◆ **QUOTED PASSAGE**:
# First ever trip to ND this fall....need help.



## powerhunter1710 (Jul 4, 2010)

Guys,
I am in the process of planning a waterfowl hunting trip this fall. I plan on leaving( south central, Minnesota) on a Wednesday evening. Scouting all day thursday and staying until sunday after a morning hunt. I plan on going with 4-5 experienced waterfowlers that have limited knowledge of what ND has to offer. Basically I am starting out with the budget on how much we need to come up with...How much is a license for a nonres? Are there temporary licenses so we dont have to spend 100 plus dollars? Any other info would be very helpful thank you!


----------



## KEN W (Feb 22, 2002)

Welcome to the site......NR waterfowl is $85 for 14 days or 2 seven day periods.Plus $15 for the habitat stamp.Look at the map on the GNF website.There are some zones in parts of the state where you can only hunt in that zone.Unless you want the statewide license for another $40.

Be aware that on this site.....no naming of towns.NR cannot hunt state land for anything the first week of pheasant hunting.WPA's however are federal land and open for everyone.


----------



## wburns (Feb 27, 2009)

Are you going to field hunt, or hunt over water? If I were you I would try and add in an extra day or two. Two full days of hunting is not much time, especially if you are learning about a new area.


----------



## powerhunter1710 (Jul 4, 2010)

Well i plan on mainly hunting fields but have the ability to hunt water as well. How hard is it to locate and get permission on fields to kill a decent amount of birds? Ken W when is the first week of pheasant hunting? thanks guys


----------



## KEN W (Feb 22, 2002)

Oct 9 through Oct 15th is the first week of pheasant hunting.This does include the 1 million acres of PLOTS.


----------



## powerhunter1710 (Jul 4, 2010)

i see we plan on going wednesday october 13th and hunting thru october 17th so this would limit us to private land correct? Elaborate on plot acres please...


----------



## KEN W (Feb 22, 2002)

Go to.....http://gf.nd.gov/maps/

You can navigate to PLOTS here.Also shows maps with potholes.Stands for....Private Land Open To Sportsman.No permission needed.All are marked with yellow PLOTS signs.


----------



## powerhunter1710 (Jul 4, 2010)

Are a lot of potholes on private nonposted lands?


----------



## KEN W (Feb 22, 2002)

Depends on where you go.WPA's which are also on the PLOTS guide are federal and open to everyone.


----------



## WI_LabLover (Jul 19, 2005)

Don't mean to be rude or anything but you may not find everything you need from posting questions on a website. Guys coming in from out of state are not always warmly welcomed by residents of that state and I get that.

We've been going for a few years and each year gets better as you scout more, meet more landowners, etc... We were green to ND protocols initially but it pays to understand them and observe them.

Remember, we're they're guests and with so much available land/water is isn't necessary to compete against each other.

Being from Wisconsin we bring cheese to give to old and new friends. Being from MN, I'm not sure what you could bring as gifts? Perhaps posters of an old worn out and tired Brett Favre? :wink:

Hope you have a great hunt.


----------



## popenyoung2 (Oct 20, 2006)

◆ **DATASET EXTRACT**:

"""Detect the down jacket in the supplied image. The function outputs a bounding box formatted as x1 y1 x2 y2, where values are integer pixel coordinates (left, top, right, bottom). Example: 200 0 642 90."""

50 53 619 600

◆ **EXERCISE TASKS**:
1: In the forum thread about a first waterfowl trip to North Dakota, what does PLOTS stand for?
2: Transcribe everything in the forum thread from "Go to.....http://gf.nd.gov/maps/" down to "private nonposted lands?".

◆ **REPLIES**:
1: Private Land Open To Sportsman

2:
Go to.....http://gf.nd.gov/maps/

You can navigate to PLOTS here.Also shows maps with potholes.Stands for....Private Land Open To Sportsman.No permission needed.All are marked with yellow PLOTS signs.


----------



## powerhunter1710 (Jul 4, 2010)

Are a lot of potholes on private nonposted lands?